YOUR OBJECTIVE:
Once the data has been read, restate all of it exactly.

● ● ●

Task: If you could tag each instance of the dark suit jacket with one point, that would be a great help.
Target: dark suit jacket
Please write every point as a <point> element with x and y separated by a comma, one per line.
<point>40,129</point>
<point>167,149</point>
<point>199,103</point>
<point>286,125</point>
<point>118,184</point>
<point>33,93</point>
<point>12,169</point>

● ● ●

EXERCISE RESULT:
Task: If you could tag each instance of the dark suit jacket with one point, that would be a great help.
Target: dark suit jacket
Please write every point as a <point> element with x and y separated by a comma, one per line.
<point>40,129</point>
<point>167,149</point>
<point>199,103</point>
<point>286,125</point>
<point>118,184</point>
<point>33,93</point>
<point>12,169</point>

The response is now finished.